* **Task to complete**
Please return each record exactly as it stands.
Material to process Block Start
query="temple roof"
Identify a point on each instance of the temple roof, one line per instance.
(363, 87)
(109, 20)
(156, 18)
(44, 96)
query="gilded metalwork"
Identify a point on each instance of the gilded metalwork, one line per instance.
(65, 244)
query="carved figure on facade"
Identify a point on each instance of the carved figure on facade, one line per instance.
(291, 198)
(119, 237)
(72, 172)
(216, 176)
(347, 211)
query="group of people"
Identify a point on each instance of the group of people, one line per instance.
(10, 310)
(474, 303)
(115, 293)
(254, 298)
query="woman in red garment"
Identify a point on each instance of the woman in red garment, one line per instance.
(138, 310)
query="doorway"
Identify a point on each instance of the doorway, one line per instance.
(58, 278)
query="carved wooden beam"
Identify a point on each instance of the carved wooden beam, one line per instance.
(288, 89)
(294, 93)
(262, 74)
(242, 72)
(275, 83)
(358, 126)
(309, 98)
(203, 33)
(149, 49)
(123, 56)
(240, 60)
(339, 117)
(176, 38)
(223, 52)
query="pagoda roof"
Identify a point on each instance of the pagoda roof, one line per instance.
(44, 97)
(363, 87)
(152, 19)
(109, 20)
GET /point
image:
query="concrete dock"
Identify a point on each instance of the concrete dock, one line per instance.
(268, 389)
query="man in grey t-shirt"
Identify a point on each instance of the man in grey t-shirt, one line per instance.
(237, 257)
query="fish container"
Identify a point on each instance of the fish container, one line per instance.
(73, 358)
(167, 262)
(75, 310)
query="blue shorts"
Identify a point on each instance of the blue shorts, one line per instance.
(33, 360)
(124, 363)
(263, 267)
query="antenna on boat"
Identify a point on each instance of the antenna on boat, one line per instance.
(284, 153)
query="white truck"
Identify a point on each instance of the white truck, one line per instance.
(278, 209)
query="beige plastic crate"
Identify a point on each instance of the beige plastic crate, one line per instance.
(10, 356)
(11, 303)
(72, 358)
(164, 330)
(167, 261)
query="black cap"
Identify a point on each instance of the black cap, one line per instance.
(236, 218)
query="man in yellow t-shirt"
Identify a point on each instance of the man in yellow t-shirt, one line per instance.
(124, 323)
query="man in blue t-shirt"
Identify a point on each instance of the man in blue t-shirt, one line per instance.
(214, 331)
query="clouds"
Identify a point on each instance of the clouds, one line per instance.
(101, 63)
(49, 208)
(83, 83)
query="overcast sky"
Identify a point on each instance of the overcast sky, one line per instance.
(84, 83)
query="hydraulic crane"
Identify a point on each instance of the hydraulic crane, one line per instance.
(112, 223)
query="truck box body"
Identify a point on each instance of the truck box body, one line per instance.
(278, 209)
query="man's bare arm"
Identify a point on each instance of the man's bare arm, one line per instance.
Material to process Block End
* **Answer box**
query="temple roof"
Identify a point on each instance of the temple roof, one line per instance.
(363, 87)
(109, 20)
(156, 18)
(44, 96)
query="gilded metalwork"
Identify a point on each instance of the gilded metalwork, one line per instance.
(65, 244)
query="carved figure on facade"
Identify a point on each instance of the carved figure on facade, one line per instance.
(291, 198)
(119, 237)
(72, 172)
(216, 176)
(347, 211)
query="group of people"
Identify a point on each instance of the group of people, one line per instance.
(10, 310)
(474, 303)
(115, 293)
(254, 298)
query="woman in red garment"
Identify a point on each instance of the woman in red garment, one line per instance.
(138, 310)
query="doorway"
Identify a point on each instance of the doorway, one line per instance.
(58, 278)
query="carved wooden beam"
Identify a point on each instance of the carved wooden beam, one line per instance.
(288, 89)
(294, 93)
(262, 74)
(242, 72)
(275, 83)
(358, 126)
(309, 98)
(203, 33)
(149, 49)
(123, 56)
(240, 60)
(339, 117)
(176, 38)
(223, 52)
query="pagoda roof"
Identify a point on each instance of the pagoda roof, one line per instance.
(44, 97)
(363, 87)
(152, 19)
(109, 20)
GET /point
image:
query="concrete dock"
Identify a point on each instance of the concrete dock, one line per instance.
(268, 389)
query="man in grey t-shirt"
Identify a point on each instance of the man in grey t-shirt, one line per instance.
(237, 257)
query="fish container"
Identify a point on each instance of the fish container, one line per instance.
(73, 358)
(167, 262)
(75, 310)
query="blue shorts"
Identify a point on each instance of the blue shorts, one line per instance.
(33, 360)
(124, 363)
(263, 267)
query="antenna on boat"
Identify a point on each instance of the antenna on boat, one line per instance.
(284, 153)
query="white truck"
Identify a point on each instance of the white truck, one line per instance.
(278, 209)
query="beige plastic crate"
Identify a point on each instance of the beige plastic crate, one line per instance.
(10, 356)
(11, 303)
(72, 358)
(164, 330)
(167, 261)
query="black cap"
Identify a point on each instance of the black cap, one line per instance.
(236, 218)
query="man in yellow t-shirt"
Identify a point on each instance of the man in yellow t-shirt, one line per instance.
(124, 323)
query="man in blue t-shirt"
Identify a point on each instance of the man in blue t-shirt, one line per instance.
(214, 331)
query="clouds"
Identify a point on each instance of the clouds, one line per instance.
(101, 63)
(49, 208)
(83, 83)
query="overcast sky"
Identify a point on each instance of the overcast sky, one line per instance.
(84, 83)
query="hydraulic crane"
Identify a point on each instance of the hydraulic crane, one line per instance.
(112, 223)
query="truck box body"
Identify a point on each instance of the truck box body, one line per instance.
(278, 209)
query="man's bare arm"
Identify a point on each instance of the man's bare arm, one line per instance.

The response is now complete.